Textauszug:
Triumph der Kunst
Am 21. August starb Christoph Schlingensief. Der US-Songwriter Rufus Wainwright hatte ein besonderes Verhältnis zu dem Regisseur und seiner Kunst. Eine Würdigung
Christoph hatte immer ein breites Lächeln auf seinem Gesicht. Er konnte sich für alles begeistern. Egal, ob wir über mein Leben sprachen oder – so seltsam das klingt – über seinen Tod. Er hat immer nach vorne geschaut. Er war ein Kämpfer.
Die wenigen Male, die wir uns trafen, war da kein Mitleid, keine Trauer. Weil er mit seinem Optimismus alle mitgerissen hat. Er hat akzeptiert, was mit ihm passierte, er konnte darüber reden und es zum Teil seiner Kunst machen. Das war sehr mutig und hat mich tief beeindruckt. Er war ein wahrer Künstler und machte auch vor seinem eigenen Körper nicht Halt.
Ich habe bisher nur eine seiner Arbeiten gesehen. Seine „Parsifal“-Inszenierung in Bayreuth. Das war 2004, kurz nachdem meine Mutter (die Folksängerin Kate McGarrigle, die Anfang diesen Jahres starb) mit Krebs diagnostiziert worden war. Ich konnte damals nirgendwo Trost finden – weder im Leben noch in der Kunst. Bis ich eben Christophs „Parsifal“ sah.
Natürlich hat auch Wagners Musik eine Rolle gespielt. Aber es war die perfekte Vermählung der großen Oper und ihrer romantischen Todessehnsucht mit Christophs sehr modernem und zugleich sehr emotionalen, direkten Blick auf den Tod. Da haben sich zwei große Geister getroffen auf dieser berühmten Bühne. Für mich war diese Inszenierung ein Blick über die Krankheit und über den Tod hinaus in die Ewigkeit hinein.
Es ist schon seltsam, dass Christoph kurz darauf selbst an Krebs erkrankte. Ich glaube, er hat während der Arbeit in Bayreuth sogar scherzhaft gesagt, dass er davon vermutlich Krebs bekommt. Augenscheinlich hat er alles in dieses Stück gesteckt – seine Kreativität, seine Gefühle, sein Leben.

Aufgabenstellung:
Welche Arbeit von Christoph Schlingensief wird in der Würdigung als die einzige bisher gesehene genannt? Die Einträge stammen aus einer anderen Quelle.

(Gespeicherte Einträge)
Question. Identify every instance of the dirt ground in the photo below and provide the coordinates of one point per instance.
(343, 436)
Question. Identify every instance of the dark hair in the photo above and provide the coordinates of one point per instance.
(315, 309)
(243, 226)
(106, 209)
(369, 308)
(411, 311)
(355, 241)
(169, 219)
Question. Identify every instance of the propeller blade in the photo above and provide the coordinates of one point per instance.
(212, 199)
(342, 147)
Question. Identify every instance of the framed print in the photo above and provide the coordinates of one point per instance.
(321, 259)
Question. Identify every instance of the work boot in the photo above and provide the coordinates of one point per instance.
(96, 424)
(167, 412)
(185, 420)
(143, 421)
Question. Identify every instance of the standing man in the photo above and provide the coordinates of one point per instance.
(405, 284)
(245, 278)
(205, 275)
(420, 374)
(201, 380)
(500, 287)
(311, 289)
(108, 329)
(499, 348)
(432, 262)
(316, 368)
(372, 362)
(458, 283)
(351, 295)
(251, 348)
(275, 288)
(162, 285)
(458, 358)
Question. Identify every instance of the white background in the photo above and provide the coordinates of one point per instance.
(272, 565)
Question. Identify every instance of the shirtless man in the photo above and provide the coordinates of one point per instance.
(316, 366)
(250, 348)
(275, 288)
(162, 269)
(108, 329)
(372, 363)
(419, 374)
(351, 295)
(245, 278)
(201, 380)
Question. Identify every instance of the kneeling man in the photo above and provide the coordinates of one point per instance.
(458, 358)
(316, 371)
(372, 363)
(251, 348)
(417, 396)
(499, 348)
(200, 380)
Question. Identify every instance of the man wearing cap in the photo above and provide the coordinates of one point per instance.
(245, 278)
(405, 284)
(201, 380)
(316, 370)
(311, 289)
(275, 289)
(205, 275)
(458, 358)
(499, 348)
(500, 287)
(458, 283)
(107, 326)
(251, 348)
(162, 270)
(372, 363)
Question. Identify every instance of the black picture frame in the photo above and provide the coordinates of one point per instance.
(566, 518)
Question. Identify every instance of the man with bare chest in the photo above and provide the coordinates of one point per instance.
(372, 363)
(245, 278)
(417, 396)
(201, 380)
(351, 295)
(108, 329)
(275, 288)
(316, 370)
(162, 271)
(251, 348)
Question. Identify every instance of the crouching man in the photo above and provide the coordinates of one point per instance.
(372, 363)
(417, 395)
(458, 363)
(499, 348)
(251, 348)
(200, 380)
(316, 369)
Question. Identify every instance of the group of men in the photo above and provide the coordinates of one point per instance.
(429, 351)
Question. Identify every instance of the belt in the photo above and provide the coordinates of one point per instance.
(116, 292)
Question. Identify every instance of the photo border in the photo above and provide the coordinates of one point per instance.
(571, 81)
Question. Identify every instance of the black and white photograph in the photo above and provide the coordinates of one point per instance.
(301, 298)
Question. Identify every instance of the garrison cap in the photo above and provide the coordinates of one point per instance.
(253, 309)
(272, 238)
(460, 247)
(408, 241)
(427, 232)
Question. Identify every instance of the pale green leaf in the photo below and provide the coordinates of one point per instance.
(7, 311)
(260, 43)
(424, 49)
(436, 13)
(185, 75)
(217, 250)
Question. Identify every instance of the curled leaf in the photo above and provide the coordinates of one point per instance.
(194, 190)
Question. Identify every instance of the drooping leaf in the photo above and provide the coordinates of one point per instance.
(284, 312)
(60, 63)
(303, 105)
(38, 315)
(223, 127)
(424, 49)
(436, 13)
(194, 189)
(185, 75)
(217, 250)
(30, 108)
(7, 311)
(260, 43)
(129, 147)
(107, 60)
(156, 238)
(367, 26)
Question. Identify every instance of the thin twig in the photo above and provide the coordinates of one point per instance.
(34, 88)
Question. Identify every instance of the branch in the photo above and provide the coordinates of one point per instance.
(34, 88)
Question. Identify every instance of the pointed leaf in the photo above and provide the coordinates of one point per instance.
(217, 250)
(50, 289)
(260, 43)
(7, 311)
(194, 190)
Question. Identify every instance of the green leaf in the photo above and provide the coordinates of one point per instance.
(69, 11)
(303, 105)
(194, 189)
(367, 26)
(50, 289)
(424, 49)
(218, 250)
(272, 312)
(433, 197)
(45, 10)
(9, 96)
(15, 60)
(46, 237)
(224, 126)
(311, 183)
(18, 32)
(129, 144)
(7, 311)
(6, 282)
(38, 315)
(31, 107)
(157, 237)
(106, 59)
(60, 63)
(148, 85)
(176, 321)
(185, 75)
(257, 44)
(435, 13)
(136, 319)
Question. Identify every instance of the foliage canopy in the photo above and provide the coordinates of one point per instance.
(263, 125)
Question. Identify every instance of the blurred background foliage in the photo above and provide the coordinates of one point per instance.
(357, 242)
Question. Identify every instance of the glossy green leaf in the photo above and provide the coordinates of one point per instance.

Ergebnis:
Seine „Parsifal“-Inszenierung in Bayreuth.